*Work to be completed*:
This exercise asks for an exact copy of every entry below, with pictures omitted.

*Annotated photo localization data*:
= = = = = = =
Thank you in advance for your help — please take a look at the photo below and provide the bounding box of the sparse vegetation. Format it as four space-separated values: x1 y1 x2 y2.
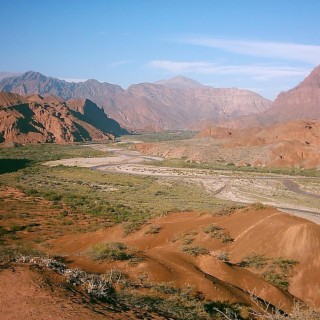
0 143 107 164
9 252 320 320
214 204 245 216
145 224 161 235
0 143 318 319
0 144 226 236
217 251 230 262
122 130 197 143
181 245 210 256
148 158 320 177
202 224 234 243
248 202 268 210
239 253 298 290
240 254 269 268
87 242 134 261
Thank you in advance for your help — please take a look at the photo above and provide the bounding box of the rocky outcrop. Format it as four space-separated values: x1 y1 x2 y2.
0 92 120 144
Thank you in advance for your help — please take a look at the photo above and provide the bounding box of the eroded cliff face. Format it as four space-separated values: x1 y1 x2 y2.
0 93 114 144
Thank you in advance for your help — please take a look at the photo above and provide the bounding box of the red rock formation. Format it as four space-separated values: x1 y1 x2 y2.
0 93 115 144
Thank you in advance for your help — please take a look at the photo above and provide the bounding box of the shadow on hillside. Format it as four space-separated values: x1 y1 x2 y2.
0 159 31 174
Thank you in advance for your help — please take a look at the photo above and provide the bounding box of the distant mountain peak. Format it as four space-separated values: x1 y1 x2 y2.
155 76 205 89
21 70 48 80
298 64 320 88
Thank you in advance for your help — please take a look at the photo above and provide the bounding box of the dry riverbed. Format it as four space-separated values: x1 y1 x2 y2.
45 145 320 224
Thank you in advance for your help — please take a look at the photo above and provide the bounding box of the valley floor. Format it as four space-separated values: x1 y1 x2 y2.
46 145 320 224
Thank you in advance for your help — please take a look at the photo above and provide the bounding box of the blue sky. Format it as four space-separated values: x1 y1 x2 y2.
1 0 320 99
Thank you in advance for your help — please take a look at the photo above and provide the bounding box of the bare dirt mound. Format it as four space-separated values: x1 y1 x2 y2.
48 207 320 311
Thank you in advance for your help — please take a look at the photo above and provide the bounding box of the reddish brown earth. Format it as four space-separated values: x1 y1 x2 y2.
48 207 320 310
1 186 320 316
0 266 168 320
198 120 320 168
136 119 320 168
0 92 118 144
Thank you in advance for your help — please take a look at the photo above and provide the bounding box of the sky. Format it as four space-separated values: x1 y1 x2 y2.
1 0 320 99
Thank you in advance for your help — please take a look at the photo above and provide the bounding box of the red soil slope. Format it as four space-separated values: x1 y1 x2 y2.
49 207 320 310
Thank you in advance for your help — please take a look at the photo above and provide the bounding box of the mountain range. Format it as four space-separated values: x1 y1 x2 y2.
0 66 319 134
0 71 272 131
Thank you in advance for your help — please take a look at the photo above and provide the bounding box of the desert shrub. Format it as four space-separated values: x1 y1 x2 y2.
250 300 320 320
271 257 298 272
0 226 9 237
249 202 268 210
151 283 181 295
123 219 146 235
217 251 230 262
0 244 44 262
9 224 25 232
203 224 223 234
202 224 234 243
263 271 289 291
239 254 298 291
214 205 244 216
239 254 268 268
102 269 129 284
181 246 210 257
263 257 298 291
87 242 133 261
181 238 195 245
145 225 161 235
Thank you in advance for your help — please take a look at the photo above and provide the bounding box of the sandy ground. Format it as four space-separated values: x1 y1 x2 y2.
45 145 320 224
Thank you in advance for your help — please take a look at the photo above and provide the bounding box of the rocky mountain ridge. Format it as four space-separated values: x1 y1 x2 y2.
0 71 272 131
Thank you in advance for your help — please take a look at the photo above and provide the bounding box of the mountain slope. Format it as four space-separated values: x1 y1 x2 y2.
266 65 320 121
0 93 120 144
0 71 272 131
67 98 127 135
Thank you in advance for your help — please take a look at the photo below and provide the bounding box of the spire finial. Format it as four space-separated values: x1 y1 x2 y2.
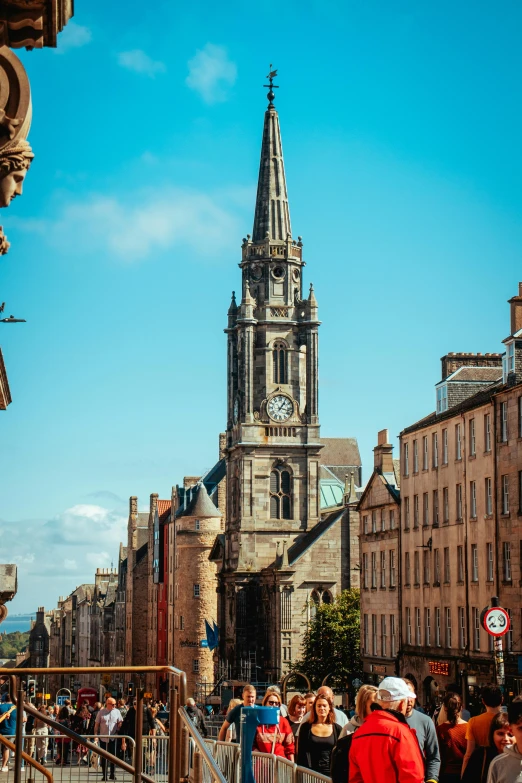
= = = = = = =
*Exercise answer*:
Thank you in advance for your help — please take a look at the photo below and provide the bounding box of the sparse vegetation. Format it as four space-separated values: x1 y1 x2 y2.
0 143 107 164
9 252 320 320
214 204 245 216
145 224 161 235
0 143 318 319
0 144 226 236
217 251 230 262
122 130 197 143
181 245 210 256
148 158 320 177
202 224 234 243
248 202 268 210
239 253 298 290
240 254 269 268
87 242 134 261
Thank you in advance for your help — please take a look at the photo above and provide the bounding box of the rocky outcrop. Format it as four space-separated values: x1 y1 x2 y2.
0 92 120 144
Thank you in advance for your help — please take a look at the photo above and provide the bounding box of the eroded cliff face. Format it as four space-separated values: x1 y1 x2 y2.
0 93 114 144
Thank you in advance for your help — please take a look at the photo above and provide the bounding box of the red rock formation. Format it as four space-separated values: x1 y1 x2 y2.
0 93 115 144
Thank you in advance for your help — please take a look at the photo above and provide the bounding box of the shadow on hillside. Format it as four space-separated values: x1 y1 x2 y2.
0 159 31 174
Thank you in advance for your help — please take a look at the photo above and provide the bounding box of the distant mountain peak. Format it as four space-separated values: x1 y1 x2 y2.
155 76 205 89
21 70 48 80
298 64 320 88
Thank you in advance for your help — please take a look at the photo above and provide the bounding box of the dry riverbed. Format it as four space-separated values: x1 y1 x2 y2.
45 145 320 224
Thank you in advance for your help — please take a look at the photo above and provide the bounding box of the valley floor. Format it as four space-separated values: x1 y1 x2 y2.
46 145 320 224
Thank you in advance for your help — please take a look at the photo above and provide the bounding box of the blue sky. Format it as four space-separated values: x1 y1 x2 y2.
1 0 320 99
Thank you in advance for your help — please take a look at the photo above and provide the bounding box of the bare dirt mound. Format it as four space-separated values: x1 y1 x2 y2.
48 207 320 311
Thank you in advance for your help — please take a look at the photo above and provide the bounding box of the reddish brown earth. Format it as four space-separated values: x1 y1 x2 y2.
48 207 320 310
1 186 320 316
0 266 168 320
198 120 320 168
136 119 320 168
0 92 118 144
Thank you in advance for your help — please take a look at the photo above and provide the bounding box of the sky. Format it as four space-separated values: x1 y1 x2 y2.
1 0 320 99
Thank you in advance for your help — please take a look at the photo above and provide the bounding box of the red soil slope. Format it as four space-separated values: x1 y1 x2 y2.
49 207 320 310
Thank you in advance for your help — please take a look at the photo above and provide the bounding box of the mountain range. Format it as four space-separated values: x1 y1 x2 y2.
0 66 319 134
0 71 272 131
Thank you in advance for your help — please take a look at the photo above and provide the bounding box of the desert shrub. Format it as four space-separated values: x1 y1 x2 y2.
250 300 320 320
271 257 298 272
0 226 9 237
249 202 268 210
151 283 181 295
123 219 146 235
217 251 230 262
0 244 44 262
9 224 25 232
203 224 223 234
202 224 234 243
263 271 289 291
239 254 298 291
214 205 244 216
239 254 268 268
102 269 129 284
181 246 210 257
263 257 298 291
87 242 133 261
181 238 195 245
145 225 161 235
Thank you in advance for your help — please take a look at the photo above and provide the bounding box of the sandy ground. Format it as four space-separated values: x1 y1 x2 y2.
45 145 320 224
Thank you in advance for your help — please take a look at the photo above and provide the bounding box of the rocky mountain ridge. Format it as four space-separated values: x1 y1 x2 y2.
0 71 272 131
Thank you in advance for your help — please take a look at the photo above and provide the bounding box of the mountain slope. Format it as four space-separated values: x1 y1 x2 y2.
266 65 320 121
0 93 120 144
0 71 272 131
67 98 127 135
Thank you in advance for your help — please take a look at the photo below and provide the bounding box of the spire finial. Format it as four space-separated values: x1 y1 x2 y2.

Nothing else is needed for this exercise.